#### [Exercise brief]
Using the records provided below, locate and copy each line that contains the word "beard".
────────
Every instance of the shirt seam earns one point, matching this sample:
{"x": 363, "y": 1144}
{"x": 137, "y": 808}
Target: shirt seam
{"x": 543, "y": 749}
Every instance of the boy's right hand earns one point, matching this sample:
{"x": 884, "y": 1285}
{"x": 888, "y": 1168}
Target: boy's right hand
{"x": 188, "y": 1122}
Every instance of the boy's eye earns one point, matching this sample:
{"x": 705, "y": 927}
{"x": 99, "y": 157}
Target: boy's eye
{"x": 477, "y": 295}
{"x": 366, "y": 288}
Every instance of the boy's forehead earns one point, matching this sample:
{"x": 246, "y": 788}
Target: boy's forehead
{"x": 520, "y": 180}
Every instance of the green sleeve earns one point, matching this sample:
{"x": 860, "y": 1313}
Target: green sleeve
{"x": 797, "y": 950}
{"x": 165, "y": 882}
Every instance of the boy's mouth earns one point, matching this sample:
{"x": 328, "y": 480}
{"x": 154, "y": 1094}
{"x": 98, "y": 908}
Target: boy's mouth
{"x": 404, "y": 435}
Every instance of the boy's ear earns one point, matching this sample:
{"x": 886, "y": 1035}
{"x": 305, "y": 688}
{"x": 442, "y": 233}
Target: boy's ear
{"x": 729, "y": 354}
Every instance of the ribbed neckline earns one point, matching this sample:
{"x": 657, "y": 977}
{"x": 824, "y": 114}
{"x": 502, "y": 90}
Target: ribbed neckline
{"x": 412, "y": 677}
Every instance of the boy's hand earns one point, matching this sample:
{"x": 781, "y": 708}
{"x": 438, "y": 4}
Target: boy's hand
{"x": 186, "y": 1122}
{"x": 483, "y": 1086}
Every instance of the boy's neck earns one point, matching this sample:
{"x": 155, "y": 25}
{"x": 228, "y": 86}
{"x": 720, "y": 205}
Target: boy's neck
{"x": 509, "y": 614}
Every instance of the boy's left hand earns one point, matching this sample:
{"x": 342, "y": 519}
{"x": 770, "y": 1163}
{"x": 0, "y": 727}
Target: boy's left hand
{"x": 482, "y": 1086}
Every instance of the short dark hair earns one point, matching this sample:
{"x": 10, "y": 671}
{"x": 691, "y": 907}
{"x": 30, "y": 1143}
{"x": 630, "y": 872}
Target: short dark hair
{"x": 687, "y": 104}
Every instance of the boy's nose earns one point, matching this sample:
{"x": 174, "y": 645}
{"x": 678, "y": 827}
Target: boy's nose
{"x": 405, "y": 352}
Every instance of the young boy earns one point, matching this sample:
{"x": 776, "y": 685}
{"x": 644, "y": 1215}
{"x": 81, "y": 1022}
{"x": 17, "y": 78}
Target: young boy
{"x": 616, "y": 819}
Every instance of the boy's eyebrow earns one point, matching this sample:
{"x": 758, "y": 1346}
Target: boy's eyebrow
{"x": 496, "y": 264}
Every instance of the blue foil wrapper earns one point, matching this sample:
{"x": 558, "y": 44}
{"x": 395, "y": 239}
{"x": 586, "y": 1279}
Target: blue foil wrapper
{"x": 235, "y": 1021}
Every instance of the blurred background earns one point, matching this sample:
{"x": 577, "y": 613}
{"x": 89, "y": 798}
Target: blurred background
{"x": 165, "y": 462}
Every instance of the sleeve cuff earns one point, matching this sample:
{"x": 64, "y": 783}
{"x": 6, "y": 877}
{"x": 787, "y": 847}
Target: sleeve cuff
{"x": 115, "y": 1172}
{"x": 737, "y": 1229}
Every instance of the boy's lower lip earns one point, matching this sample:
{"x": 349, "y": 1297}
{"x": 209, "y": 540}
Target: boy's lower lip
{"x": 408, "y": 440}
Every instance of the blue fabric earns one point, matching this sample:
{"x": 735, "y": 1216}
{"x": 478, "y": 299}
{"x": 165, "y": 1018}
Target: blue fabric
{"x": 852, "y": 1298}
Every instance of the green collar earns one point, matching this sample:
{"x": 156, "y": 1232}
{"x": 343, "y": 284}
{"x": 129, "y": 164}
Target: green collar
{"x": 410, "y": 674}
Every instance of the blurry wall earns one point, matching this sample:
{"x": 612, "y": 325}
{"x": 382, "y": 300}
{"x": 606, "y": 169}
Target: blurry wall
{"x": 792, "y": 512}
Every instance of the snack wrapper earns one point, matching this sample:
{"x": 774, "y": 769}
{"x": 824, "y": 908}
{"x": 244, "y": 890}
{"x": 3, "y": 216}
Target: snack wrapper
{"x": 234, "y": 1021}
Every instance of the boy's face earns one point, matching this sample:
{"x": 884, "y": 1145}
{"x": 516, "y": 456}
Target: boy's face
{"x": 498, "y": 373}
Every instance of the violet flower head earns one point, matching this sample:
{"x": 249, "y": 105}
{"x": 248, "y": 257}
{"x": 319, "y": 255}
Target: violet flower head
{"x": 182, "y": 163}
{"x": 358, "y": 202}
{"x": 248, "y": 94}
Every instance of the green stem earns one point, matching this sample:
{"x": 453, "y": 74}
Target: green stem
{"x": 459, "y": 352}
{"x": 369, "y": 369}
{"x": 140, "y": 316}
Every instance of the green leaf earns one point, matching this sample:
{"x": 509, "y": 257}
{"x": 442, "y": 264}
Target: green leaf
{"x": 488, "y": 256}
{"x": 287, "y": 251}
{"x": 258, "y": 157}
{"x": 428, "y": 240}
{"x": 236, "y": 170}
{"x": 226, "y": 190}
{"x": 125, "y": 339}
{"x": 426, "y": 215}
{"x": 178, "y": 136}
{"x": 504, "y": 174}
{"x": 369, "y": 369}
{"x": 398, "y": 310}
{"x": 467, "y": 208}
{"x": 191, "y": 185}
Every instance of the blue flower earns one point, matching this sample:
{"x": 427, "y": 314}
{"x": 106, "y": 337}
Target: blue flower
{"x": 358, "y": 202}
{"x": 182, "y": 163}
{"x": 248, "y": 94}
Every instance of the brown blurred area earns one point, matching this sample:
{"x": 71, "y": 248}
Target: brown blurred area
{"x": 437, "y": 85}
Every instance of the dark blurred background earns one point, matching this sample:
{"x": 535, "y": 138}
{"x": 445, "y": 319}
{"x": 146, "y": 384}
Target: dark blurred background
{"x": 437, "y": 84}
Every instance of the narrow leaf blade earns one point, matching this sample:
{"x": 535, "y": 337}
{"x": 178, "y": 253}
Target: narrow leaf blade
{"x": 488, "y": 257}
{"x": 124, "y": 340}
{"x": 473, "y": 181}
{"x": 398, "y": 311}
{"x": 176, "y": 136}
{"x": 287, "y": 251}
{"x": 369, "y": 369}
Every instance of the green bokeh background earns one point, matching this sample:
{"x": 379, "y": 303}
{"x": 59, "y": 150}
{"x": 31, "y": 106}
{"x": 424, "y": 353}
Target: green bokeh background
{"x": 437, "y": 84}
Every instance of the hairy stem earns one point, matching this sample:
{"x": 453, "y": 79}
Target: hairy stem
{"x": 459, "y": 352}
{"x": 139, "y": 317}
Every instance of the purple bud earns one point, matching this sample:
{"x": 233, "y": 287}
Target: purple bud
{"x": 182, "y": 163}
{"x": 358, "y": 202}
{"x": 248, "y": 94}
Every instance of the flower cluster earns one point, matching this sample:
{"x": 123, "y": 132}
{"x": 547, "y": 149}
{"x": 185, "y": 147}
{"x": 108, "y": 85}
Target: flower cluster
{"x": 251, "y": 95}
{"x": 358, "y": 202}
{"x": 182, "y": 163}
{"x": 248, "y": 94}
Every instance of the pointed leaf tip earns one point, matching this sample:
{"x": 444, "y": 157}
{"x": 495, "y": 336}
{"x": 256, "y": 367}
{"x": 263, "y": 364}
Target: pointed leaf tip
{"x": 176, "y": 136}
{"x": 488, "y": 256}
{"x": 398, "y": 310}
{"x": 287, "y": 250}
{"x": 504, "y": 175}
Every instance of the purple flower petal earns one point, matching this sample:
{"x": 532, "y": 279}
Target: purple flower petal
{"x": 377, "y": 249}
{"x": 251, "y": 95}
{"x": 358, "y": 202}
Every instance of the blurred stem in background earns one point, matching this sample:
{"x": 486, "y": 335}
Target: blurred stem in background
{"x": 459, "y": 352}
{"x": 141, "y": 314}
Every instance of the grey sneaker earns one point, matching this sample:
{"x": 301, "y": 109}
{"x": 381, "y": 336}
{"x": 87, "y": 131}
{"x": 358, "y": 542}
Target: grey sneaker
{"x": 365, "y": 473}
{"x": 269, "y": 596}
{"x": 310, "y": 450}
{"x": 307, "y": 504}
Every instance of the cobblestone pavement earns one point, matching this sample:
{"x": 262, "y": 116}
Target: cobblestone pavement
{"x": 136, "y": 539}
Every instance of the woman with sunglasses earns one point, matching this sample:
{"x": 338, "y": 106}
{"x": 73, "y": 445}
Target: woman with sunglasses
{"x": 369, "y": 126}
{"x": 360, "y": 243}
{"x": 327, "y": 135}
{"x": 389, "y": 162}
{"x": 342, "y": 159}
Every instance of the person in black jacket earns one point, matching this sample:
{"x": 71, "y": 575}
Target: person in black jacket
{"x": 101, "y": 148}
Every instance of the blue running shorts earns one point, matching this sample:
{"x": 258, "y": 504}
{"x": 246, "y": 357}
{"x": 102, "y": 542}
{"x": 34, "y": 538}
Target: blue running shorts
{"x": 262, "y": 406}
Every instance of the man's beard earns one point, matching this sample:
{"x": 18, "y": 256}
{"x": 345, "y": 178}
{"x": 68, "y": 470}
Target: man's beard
────────
#### [Your response]
Every instance of the man's beard earns one point, matching this sample:
Target: man's beard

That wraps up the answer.